== Excerpted data
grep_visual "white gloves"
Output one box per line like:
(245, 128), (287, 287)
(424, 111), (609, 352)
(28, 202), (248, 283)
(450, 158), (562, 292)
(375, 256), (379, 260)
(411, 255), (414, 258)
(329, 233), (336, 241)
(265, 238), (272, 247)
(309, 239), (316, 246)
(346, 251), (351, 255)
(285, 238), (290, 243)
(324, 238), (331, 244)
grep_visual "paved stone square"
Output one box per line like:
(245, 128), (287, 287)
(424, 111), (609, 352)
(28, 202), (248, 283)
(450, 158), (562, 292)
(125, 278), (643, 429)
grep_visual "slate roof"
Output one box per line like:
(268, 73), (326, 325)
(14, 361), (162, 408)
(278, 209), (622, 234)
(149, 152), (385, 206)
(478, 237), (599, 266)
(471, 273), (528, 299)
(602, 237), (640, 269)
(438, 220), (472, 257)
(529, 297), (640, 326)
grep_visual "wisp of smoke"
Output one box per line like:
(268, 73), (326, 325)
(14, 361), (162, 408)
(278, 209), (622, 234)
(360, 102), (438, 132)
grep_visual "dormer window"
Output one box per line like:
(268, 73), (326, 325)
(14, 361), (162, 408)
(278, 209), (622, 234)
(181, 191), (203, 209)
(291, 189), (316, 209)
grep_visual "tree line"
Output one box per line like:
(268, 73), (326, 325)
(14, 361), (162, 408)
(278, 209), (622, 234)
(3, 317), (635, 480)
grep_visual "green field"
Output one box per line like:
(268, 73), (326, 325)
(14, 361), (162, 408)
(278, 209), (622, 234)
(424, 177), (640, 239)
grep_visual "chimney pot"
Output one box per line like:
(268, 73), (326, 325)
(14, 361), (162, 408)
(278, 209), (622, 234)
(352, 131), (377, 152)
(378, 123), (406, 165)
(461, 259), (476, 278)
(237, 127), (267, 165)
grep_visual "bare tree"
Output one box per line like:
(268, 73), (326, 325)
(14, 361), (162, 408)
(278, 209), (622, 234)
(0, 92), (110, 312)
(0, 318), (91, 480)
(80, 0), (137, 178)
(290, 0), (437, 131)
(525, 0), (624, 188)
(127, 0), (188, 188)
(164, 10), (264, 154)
====
Exercise brief: What do the records say? Quote them all exactly.

Task solution:
grep_visual "white gloves"
Output one box per line like:
(245, 128), (287, 287)
(424, 111), (609, 352)
(28, 202), (248, 283)
(450, 158), (562, 292)
(375, 256), (379, 260)
(411, 255), (414, 258)
(329, 233), (336, 241)
(265, 238), (272, 247)
(309, 239), (316, 246)
(346, 251), (351, 255)
(285, 238), (290, 243)
(324, 238), (331, 244)
grep_visual "paved stone square"
Output one box per line like:
(245, 128), (287, 287)
(424, 111), (609, 352)
(28, 202), (248, 283)
(450, 158), (562, 292)
(125, 278), (643, 429)
grep_visual "slate roof"
Output one box per line like:
(268, 73), (326, 325)
(14, 361), (162, 408)
(278, 209), (622, 234)
(149, 152), (385, 206)
(478, 237), (599, 266)
(471, 273), (528, 299)
(602, 237), (640, 269)
(438, 220), (472, 257)
(529, 297), (640, 326)
grep_visual "wisp of smoke"
Output one box per line like:
(268, 73), (326, 325)
(14, 361), (162, 408)
(278, 209), (622, 234)
(360, 102), (438, 132)
grep_visual "dormer window"
Output one box per line like:
(268, 73), (326, 325)
(14, 361), (162, 408)
(278, 209), (622, 234)
(181, 191), (203, 209)
(291, 189), (316, 209)
grep_visual "tree line"
Output one box per line like:
(268, 73), (326, 325)
(14, 361), (162, 408)
(278, 209), (622, 234)
(3, 317), (635, 480)
grep_visual "green field"
Output one box per line like:
(268, 73), (326, 325)
(14, 361), (162, 408)
(278, 209), (622, 234)
(424, 177), (640, 239)
grep_visual "chimney pot"
Output one box per line like:
(268, 73), (326, 325)
(14, 361), (162, 408)
(278, 209), (622, 234)
(352, 131), (377, 152)
(378, 123), (406, 165)
(461, 259), (476, 278)
(237, 127), (267, 165)
grep_visual "bare tree"
Output one box per line like:
(268, 73), (326, 325)
(14, 361), (162, 408)
(278, 209), (622, 234)
(0, 92), (110, 312)
(0, 318), (91, 480)
(80, 0), (137, 178)
(290, 0), (437, 131)
(525, 0), (624, 188)
(127, 0), (188, 188)
(164, 10), (264, 154)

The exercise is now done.